[WHAT YOU SHOULD DO] Copy every line of the listing below, changing each "marker" to "point" and leaving everything else as it is.

begin DATA FOR THIS TASK

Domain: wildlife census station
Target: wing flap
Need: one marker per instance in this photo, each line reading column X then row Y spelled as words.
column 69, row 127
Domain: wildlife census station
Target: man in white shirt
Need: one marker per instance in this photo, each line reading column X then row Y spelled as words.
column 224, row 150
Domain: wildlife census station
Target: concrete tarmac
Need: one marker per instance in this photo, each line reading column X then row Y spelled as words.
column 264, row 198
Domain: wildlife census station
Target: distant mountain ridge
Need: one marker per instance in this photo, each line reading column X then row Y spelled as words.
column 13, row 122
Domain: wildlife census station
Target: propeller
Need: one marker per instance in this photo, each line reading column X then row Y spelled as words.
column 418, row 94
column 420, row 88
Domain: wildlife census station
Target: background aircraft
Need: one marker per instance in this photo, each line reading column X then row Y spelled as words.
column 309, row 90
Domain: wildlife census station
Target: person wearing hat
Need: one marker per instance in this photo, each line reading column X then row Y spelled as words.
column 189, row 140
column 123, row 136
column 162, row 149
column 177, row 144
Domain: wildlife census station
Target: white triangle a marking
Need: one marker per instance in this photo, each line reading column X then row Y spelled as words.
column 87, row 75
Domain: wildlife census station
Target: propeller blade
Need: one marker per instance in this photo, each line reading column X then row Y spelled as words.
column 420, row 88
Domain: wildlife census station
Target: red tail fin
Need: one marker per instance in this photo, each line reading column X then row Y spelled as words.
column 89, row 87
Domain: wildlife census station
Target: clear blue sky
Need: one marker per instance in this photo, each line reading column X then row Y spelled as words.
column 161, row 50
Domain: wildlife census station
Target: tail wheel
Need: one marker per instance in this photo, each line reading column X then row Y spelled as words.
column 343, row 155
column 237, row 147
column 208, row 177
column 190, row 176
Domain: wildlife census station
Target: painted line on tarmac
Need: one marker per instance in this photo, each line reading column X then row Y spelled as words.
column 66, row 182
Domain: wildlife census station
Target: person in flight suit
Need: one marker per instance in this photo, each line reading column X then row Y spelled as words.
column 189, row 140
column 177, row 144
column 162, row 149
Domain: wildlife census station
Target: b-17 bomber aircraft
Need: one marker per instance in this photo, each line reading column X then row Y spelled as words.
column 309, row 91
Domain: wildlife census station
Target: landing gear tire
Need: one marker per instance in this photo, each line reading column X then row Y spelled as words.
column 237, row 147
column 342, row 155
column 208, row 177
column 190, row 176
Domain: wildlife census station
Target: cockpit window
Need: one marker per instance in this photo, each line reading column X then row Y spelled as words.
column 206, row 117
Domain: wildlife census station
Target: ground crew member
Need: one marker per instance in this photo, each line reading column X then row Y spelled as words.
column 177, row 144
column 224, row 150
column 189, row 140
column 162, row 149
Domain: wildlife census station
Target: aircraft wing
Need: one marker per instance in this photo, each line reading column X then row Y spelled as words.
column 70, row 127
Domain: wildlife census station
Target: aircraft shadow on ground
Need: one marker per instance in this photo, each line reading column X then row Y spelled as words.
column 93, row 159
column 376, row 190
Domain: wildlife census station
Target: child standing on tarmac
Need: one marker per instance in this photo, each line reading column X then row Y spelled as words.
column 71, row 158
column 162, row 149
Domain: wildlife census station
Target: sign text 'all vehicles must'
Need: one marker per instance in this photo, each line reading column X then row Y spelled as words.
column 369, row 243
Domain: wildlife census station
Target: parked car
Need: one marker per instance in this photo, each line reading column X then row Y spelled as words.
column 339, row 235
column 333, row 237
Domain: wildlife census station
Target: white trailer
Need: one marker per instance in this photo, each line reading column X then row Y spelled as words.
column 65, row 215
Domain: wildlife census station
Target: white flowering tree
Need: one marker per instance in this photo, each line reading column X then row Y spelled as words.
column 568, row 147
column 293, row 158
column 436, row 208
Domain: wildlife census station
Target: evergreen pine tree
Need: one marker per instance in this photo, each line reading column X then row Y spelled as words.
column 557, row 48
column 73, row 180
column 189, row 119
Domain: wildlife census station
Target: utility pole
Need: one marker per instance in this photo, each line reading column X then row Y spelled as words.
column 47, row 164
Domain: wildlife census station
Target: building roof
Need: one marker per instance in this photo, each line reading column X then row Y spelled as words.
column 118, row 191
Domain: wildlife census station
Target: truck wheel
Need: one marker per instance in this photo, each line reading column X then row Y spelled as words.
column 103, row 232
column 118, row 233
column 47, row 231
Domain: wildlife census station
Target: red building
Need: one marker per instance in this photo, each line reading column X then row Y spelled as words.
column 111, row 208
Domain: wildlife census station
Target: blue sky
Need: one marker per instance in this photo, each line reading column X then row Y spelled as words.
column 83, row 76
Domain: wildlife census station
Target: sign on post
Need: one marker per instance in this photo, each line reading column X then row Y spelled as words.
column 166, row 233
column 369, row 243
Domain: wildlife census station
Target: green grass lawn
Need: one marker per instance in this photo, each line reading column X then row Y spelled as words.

end DATA FOR THIS TASK

[FINAL ANSWER]
Domain: wildlife census station
Target: wing flap
Need: one point per instance in this photo, each line reading column X then row Y spelled as words.
column 69, row 127
Domain: wildlife census station
Target: man in white shirt
Need: one point per instance in this photo, each line reading column X then row Y spelled as words.
column 224, row 150
Domain: wildlife census station
Target: concrete tarmac
Need: one point per instance in this photo, each line reading column X then row Y spelled as words.
column 264, row 198
Domain: wildlife census station
Target: distant mountain ridge
Need: one point per instance in this photo, each line reading column X then row Y spelled as words.
column 13, row 122
Domain: wildlife census station
Target: propeller
Need: one point per instance in this photo, each line reading column X then row Y spelled as words.
column 418, row 94
column 420, row 88
Domain: wildlife census station
Target: background aircraft
Need: one point per instance in this photo, each line reading column X then row Y spelled as words.
column 309, row 90
Domain: wildlife census station
Target: person wearing hat
Need: one point per instance in this photo, each line reading column X then row Y spelled as words.
column 189, row 140
column 123, row 136
column 162, row 149
column 177, row 144
Domain: wildlife census station
Target: white triangle a marking
Need: one point per instance in this photo, each line reading column X then row Y spelled as words.
column 87, row 75
Domain: wildlife census station
Target: propeller blade
Need: one point per instance in this photo, each line reading column X then row Y spelled as words.
column 420, row 88
Domain: wildlife census station
Target: red tail fin
Need: one point per instance in this photo, each line reading column X then row Y spelled as words.
column 89, row 87
Domain: wildlife census station
Target: clear blue sky
Need: one point per instance in this photo, each line reading column X then row Y spelled as words.
column 161, row 50
Domain: wildlife census station
Target: tail wheel
Need: one point per instance in this photo, each line reading column X then row Y spelled as words.
column 343, row 155
column 237, row 147
column 208, row 177
column 190, row 176
Domain: wildlife census station
Target: painted line on tarmac
Need: one point per instance in this photo, each line reading column X then row Y spelled as words.
column 66, row 182
Domain: wildlife census station
Target: person in flight suit
Need: one point per instance in this photo, each line reading column X then row Y spelled as words.
column 189, row 140
column 177, row 144
column 162, row 149
Domain: wildlife census station
Target: b-17 bomber aircraft
Need: one point per instance in this photo, each line reading column X then row Y spelled as words.
column 309, row 91
Domain: wildlife census station
Target: landing gear tire
Need: one point per instance in this photo, each line reading column X then row Y spelled as words.
column 237, row 147
column 342, row 155
column 208, row 177
column 190, row 176
Domain: wildlife census station
Target: cockpit window
Need: one point per instance in this photo, each line reading column X then row Y spelled as words.
column 206, row 117
Domain: wildlife census station
Target: ground crew member
Need: one point per instance in this photo, each line reading column X then row Y spelled as words.
column 177, row 144
column 224, row 150
column 189, row 140
column 162, row 149
Domain: wildlife census station
Target: aircraft wing
Need: one point per instance in this photo, each line reading column X then row Y spelled as words.
column 70, row 127
Domain: wildlife census station
Target: aircraft shadow on ground
Need: one point per instance in this photo, each line reading column X then row Y spelled as words.
column 93, row 159
column 376, row 190
Domain: wildlife census station
Target: child standing on tarmac
Need: one point per instance in this photo, each line reading column X then row Y spelled as words.
column 71, row 158
column 162, row 149
Domain: wildlife census station
Target: sign text 'all vehicles must'
Need: one point per instance in this photo, each line reading column X then row Y spelled as words.
column 369, row 243
Domain: wildlife census station
Target: parked car
Need: one point per instance in this photo, each line reading column X then row Y spelled as words.
column 339, row 235
column 333, row 237
Domain: wildlife census station
Target: white trailer
Need: one point per instance in this photo, each line reading column X then row Y spelled as words.
column 65, row 215
Domain: wildlife census station
Target: white flowering tree
Need: one point per instance in this photo, each line reading column X then row Y spelled as words.
column 568, row 147
column 293, row 158
column 436, row 208
Domain: wildlife census station
Target: evergreen pine tree
Need: one point per instance in this photo, each line reading column X then row Y spelled as words.
column 557, row 48
column 73, row 180
column 189, row 119
Domain: wildlife census station
Target: utility pole
Need: one point per instance in this photo, each line reading column X then row Y spelled as words.
column 47, row 164
Domain: wildlife census station
Target: building roof
Need: one point per instance in this photo, each line reading column X then row Y spelled as words.
column 118, row 191
Domain: wildlife census station
Target: truck wheel
Need: one point per instance in this photo, each line reading column X then row Y spelled as words.
column 103, row 232
column 118, row 233
column 47, row 231
Domain: wildlife census station
Target: red building
Need: one point per instance in this photo, each line reading column X then row Y spelled as words.
column 111, row 208
Domain: wildlife census station
Target: blue sky
Need: one point per instance in this photo, each line reading column X then row Y spelled as words.
column 83, row 76
Domain: wildlife census station
Target: sign on post
Need: one point per instance in this photo, each line reading column X then row Y spelled as words.
column 166, row 233
column 369, row 243
Domain: wildlife census station
Target: green grass lawn
Need: one point per instance in this photo, each line reading column X then row Y spelled as words.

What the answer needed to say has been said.